» **EXERCISE REQUIREMENTS**:
Quote every line of the data below as it stands, omitting pictures.

» **SUPPLIED MATERIAL**:
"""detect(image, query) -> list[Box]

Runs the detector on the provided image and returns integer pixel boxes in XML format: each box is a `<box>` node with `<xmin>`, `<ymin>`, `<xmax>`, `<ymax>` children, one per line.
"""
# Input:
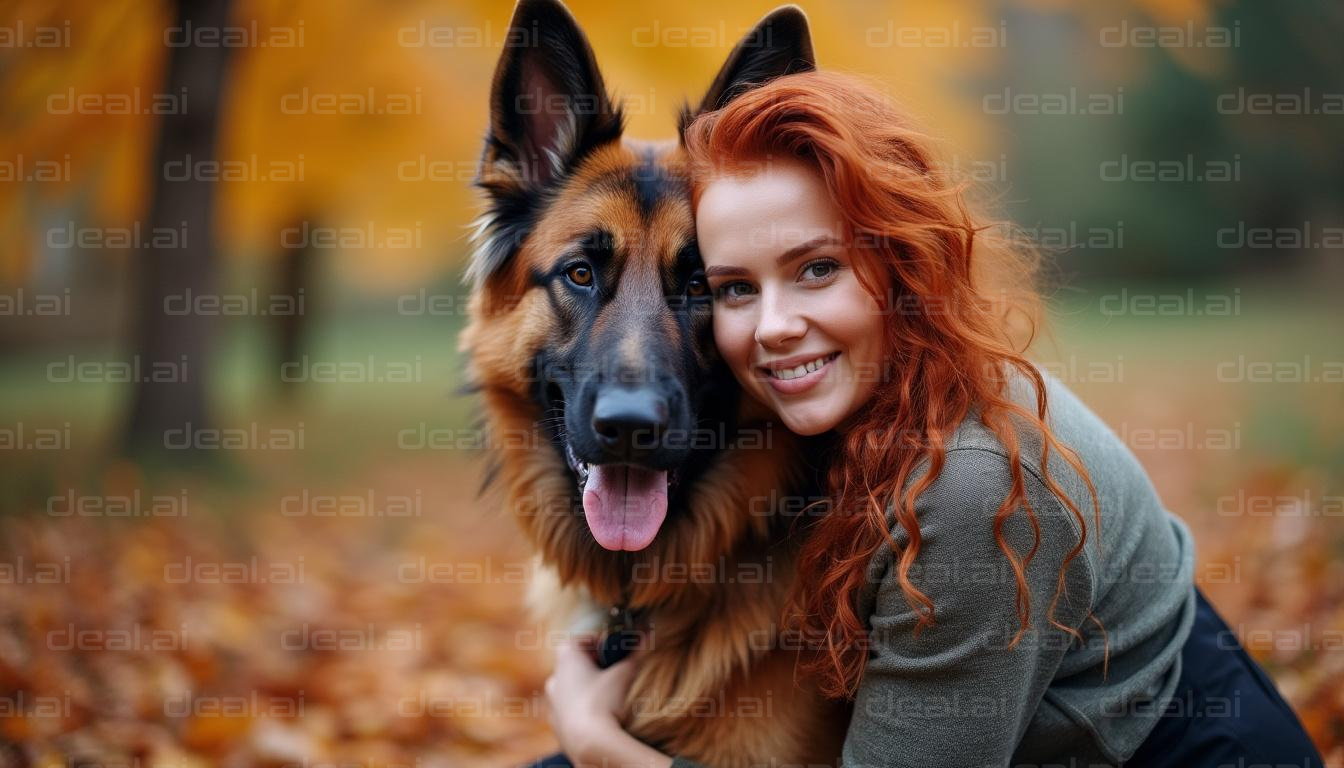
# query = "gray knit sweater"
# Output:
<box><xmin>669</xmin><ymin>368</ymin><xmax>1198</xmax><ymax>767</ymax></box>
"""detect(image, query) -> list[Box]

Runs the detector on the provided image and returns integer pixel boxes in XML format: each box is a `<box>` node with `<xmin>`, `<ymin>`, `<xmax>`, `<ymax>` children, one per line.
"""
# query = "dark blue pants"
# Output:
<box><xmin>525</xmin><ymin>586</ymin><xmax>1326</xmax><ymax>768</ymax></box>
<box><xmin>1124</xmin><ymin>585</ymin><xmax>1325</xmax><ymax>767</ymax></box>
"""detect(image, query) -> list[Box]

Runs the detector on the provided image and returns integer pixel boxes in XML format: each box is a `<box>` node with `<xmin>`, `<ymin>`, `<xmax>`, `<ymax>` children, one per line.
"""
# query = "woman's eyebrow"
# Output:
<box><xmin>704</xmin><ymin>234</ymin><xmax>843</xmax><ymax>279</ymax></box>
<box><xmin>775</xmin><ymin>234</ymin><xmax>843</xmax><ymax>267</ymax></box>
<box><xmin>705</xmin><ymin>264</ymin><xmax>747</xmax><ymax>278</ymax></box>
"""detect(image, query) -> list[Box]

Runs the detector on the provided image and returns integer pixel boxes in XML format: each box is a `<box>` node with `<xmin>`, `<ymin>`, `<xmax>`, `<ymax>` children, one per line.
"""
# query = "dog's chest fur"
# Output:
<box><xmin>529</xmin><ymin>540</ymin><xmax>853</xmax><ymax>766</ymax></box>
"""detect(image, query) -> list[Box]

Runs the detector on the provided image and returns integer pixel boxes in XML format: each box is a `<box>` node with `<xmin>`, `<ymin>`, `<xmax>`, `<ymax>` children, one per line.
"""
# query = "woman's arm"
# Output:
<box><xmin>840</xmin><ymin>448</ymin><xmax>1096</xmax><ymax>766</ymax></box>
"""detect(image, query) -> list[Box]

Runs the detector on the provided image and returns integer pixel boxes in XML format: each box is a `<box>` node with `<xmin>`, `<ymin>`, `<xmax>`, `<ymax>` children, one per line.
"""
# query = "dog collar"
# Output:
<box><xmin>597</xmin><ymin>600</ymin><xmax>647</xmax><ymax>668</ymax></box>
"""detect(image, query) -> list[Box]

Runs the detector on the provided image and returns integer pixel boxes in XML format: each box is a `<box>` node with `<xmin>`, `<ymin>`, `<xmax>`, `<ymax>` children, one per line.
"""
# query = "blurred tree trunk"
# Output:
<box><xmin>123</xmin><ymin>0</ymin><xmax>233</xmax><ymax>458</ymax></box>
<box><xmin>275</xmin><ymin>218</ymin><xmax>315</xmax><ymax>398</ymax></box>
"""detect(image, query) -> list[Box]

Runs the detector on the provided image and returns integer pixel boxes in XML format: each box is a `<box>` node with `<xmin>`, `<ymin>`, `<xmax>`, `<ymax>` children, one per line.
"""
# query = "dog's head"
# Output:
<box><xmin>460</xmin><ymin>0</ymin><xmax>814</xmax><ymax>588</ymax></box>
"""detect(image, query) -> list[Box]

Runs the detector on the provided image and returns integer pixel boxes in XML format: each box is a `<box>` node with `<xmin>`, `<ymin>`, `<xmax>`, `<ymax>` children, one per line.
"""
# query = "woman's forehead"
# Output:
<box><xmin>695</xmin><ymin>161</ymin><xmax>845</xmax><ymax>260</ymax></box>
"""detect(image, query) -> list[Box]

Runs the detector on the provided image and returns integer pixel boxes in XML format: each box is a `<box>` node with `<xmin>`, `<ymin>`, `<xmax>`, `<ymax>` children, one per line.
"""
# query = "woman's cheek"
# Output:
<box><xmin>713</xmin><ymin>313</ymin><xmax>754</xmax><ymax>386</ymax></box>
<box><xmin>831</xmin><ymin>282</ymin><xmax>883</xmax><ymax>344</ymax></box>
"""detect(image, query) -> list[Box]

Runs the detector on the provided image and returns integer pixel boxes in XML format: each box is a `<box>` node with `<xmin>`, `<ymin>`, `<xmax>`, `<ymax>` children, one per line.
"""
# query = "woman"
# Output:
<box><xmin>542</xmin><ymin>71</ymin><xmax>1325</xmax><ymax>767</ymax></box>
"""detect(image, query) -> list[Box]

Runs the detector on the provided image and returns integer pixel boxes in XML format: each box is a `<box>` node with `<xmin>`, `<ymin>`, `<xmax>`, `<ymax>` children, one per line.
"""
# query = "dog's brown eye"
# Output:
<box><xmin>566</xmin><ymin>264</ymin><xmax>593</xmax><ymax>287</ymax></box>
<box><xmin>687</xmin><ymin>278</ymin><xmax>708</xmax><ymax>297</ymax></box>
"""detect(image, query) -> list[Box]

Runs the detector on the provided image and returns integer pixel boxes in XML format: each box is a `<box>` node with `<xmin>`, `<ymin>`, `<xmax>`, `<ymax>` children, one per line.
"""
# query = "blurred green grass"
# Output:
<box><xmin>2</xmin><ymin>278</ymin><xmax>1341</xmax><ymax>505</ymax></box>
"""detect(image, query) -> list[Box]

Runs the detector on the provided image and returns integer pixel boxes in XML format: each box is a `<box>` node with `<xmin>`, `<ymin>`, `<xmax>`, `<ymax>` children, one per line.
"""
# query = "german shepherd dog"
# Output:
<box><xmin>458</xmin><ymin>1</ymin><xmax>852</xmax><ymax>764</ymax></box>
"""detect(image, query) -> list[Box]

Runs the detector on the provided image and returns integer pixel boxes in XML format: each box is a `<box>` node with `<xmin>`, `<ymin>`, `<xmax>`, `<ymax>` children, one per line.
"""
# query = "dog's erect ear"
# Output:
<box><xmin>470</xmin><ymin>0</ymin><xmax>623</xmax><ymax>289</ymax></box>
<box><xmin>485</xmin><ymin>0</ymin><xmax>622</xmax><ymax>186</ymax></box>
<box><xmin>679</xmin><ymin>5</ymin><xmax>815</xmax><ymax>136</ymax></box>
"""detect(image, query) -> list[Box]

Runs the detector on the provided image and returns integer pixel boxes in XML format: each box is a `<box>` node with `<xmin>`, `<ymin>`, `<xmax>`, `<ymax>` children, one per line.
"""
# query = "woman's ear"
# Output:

» **TASK RESPONSE**:
"""detect(image, query) -> list[Box]

Runs the detector on the provided image and returns integer pixel boxes in XML format: each box is a `<box>` node with `<xmin>`, `<ymin>`, `<xmax>`, `<ymax>` children, one per line.
"""
# Input:
# query = "gray knit sweater"
# Output:
<box><xmin>669</xmin><ymin>368</ymin><xmax>1198</xmax><ymax>767</ymax></box>
"""detect(image, query) -> list[Box]

Runs the detector on the provided image and returns integer pixel boxes in XML format: each box is a `<box>` node with `<xmin>`, `<ymin>`, `<xmax>`, `<ymax>` children, one per line.
"""
# query = "dark blue pants"
# Output:
<box><xmin>525</xmin><ymin>586</ymin><xmax>1326</xmax><ymax>768</ymax></box>
<box><xmin>1124</xmin><ymin>585</ymin><xmax>1325</xmax><ymax>767</ymax></box>
"""detect(image, query) -> list[Box]

Runs the detector on the provided image and returns integer pixel boxes in XML format: each box is a `<box>` node with `<xmin>`, `<ymin>`, `<xmax>`, `<ymax>` children, one per line.
"""
# query = "woman's eyebrow"
# Output:
<box><xmin>704</xmin><ymin>234</ymin><xmax>843</xmax><ymax>279</ymax></box>
<box><xmin>775</xmin><ymin>234</ymin><xmax>843</xmax><ymax>267</ymax></box>
<box><xmin>705</xmin><ymin>264</ymin><xmax>747</xmax><ymax>278</ymax></box>
"""detect(image, query) -> list[Box]

Runs the detector on the provided image and returns integer pixel boxes in XML format: each box is a `<box>` node with `<xmin>`, `<ymin>`, `<xmax>`, `<ymax>` children, one per line.
"""
# query = "dog's chest fur"
# Output:
<box><xmin>529</xmin><ymin>540</ymin><xmax>853</xmax><ymax>766</ymax></box>
"""detect(image, query) -> list[Box]

Runs the detector on the provided image and returns integer pixel boxes in XML format: each box is a `<box>` node with `<xmin>`, `<ymin>`, `<xmax>`, `<ymax>` children, one per line.
"""
# query = "woman's arm"
# Output:
<box><xmin>840</xmin><ymin>448</ymin><xmax>1096</xmax><ymax>766</ymax></box>
"""detect(image, query) -> list[Box]

Runs the detector on the provided image and returns integer pixel boxes in XML format: each box is a `<box>` node with `<xmin>`, `<ymin>`, `<xmax>`, `<ymax>` children, one per line.
"""
# query = "dog collar"
# Output:
<box><xmin>597</xmin><ymin>600</ymin><xmax>647</xmax><ymax>668</ymax></box>
"""detect(image, query) -> list[Box]

Runs the detector on the provided image and returns integer pixel boxes in XML format: each box is a `<box>` node with `<xmin>`, `<ymin>`, `<xmax>`, `<ymax>` children, one per line.
"""
# query = "blurred tree trunk"
# Output:
<box><xmin>123</xmin><ymin>0</ymin><xmax>233</xmax><ymax>458</ymax></box>
<box><xmin>275</xmin><ymin>218</ymin><xmax>315</xmax><ymax>398</ymax></box>
"""detect(image, query) -> list[Box]

Runs the detector on the provided image and returns integer pixel boxes in XML format: each box is a `<box>` node with `<xmin>`, `<ymin>`, `<xmax>`, `<ymax>` children, one per line.
"""
# query = "dog's head"
# Output:
<box><xmin>460</xmin><ymin>0</ymin><xmax>814</xmax><ymax>588</ymax></box>
"""detect(image, query) -> list[Box]

Runs the detector on the provided image and returns integer pixel boxes in XML format: each box is a `<box>` node with `<xmin>`, `<ymin>`, `<xmax>`, `<ymax>` children, one per line.
"""
# query = "woman's forehead"
# Output:
<box><xmin>695</xmin><ymin>161</ymin><xmax>845</xmax><ymax>260</ymax></box>
"""detect(image, query) -> list[Box]

Runs the detector on the provided image and returns integer pixel boxes in XML format: each box is a `<box>` node with `<xmin>`, `<ymin>`, `<xmax>`, `<ymax>` children, one per line.
"""
# query = "woman's cheek"
# Output:
<box><xmin>713</xmin><ymin>313</ymin><xmax>754</xmax><ymax>386</ymax></box>
<box><xmin>831</xmin><ymin>282</ymin><xmax>883</xmax><ymax>344</ymax></box>
"""detect(image, query) -> list[Box]

Runs the detector on the provided image and returns integer pixel boxes in XML format: each box is a `<box>` node with `<xmin>`, `<ymin>`, `<xmax>`, `<ymax>` children, one per line.
"""
# query = "woman"
# Output:
<box><xmin>542</xmin><ymin>71</ymin><xmax>1325</xmax><ymax>767</ymax></box>
"""detect(image, query) -> list[Box]

Runs the detector on the provided image and returns integer pixel boxes in XML format: each box is a `<box>` node with `<xmin>`, `<ymin>`, `<xmax>`, `<ymax>` children, one per line.
"""
# query = "dog's brown eye"
# Output:
<box><xmin>566</xmin><ymin>264</ymin><xmax>593</xmax><ymax>287</ymax></box>
<box><xmin>687</xmin><ymin>278</ymin><xmax>708</xmax><ymax>297</ymax></box>
"""detect(image, query) -> list[Box]

Runs the detector on the provided image and returns integer pixel boxes in XML format: each box is a `<box>` node with `<xmin>`, `<ymin>`, `<xmax>`, `<ymax>` children, one per line.
"""
# query = "blurred green grass"
# Output:
<box><xmin>2</xmin><ymin>278</ymin><xmax>1341</xmax><ymax>505</ymax></box>
"""detect(image, query) -> list[Box]

Runs the detector on the provided image and returns integer pixel boxes in XML format: each box is a `<box>` node with `<xmin>`, `<ymin>`, `<xmax>`, `<ymax>` children, one per line.
"""
# query = "german shepherd dog"
# Output:
<box><xmin>458</xmin><ymin>1</ymin><xmax>852</xmax><ymax>764</ymax></box>
"""detect(image, query) -> list[Box]

Runs the detector on the provided image and returns integer pixel boxes in XML format: each box is a `<box>` node with `<xmin>`, `<ymin>`, `<xmax>`, `<ymax>` children, one per line.
"""
# query = "dog's erect ear"
# Output:
<box><xmin>470</xmin><ymin>0</ymin><xmax>623</xmax><ymax>289</ymax></box>
<box><xmin>485</xmin><ymin>0</ymin><xmax>622</xmax><ymax>186</ymax></box>
<box><xmin>679</xmin><ymin>5</ymin><xmax>815</xmax><ymax>136</ymax></box>
"""detect(image, query) -> list[Box]

Runs the detector on the provided image and returns integer pixel boxes in XML format: each box is a `<box>` node with `<xmin>`, `<ymin>`, `<xmax>`, `<ymax>` children, one per line.
"""
# query = "woman's ear"
# Output:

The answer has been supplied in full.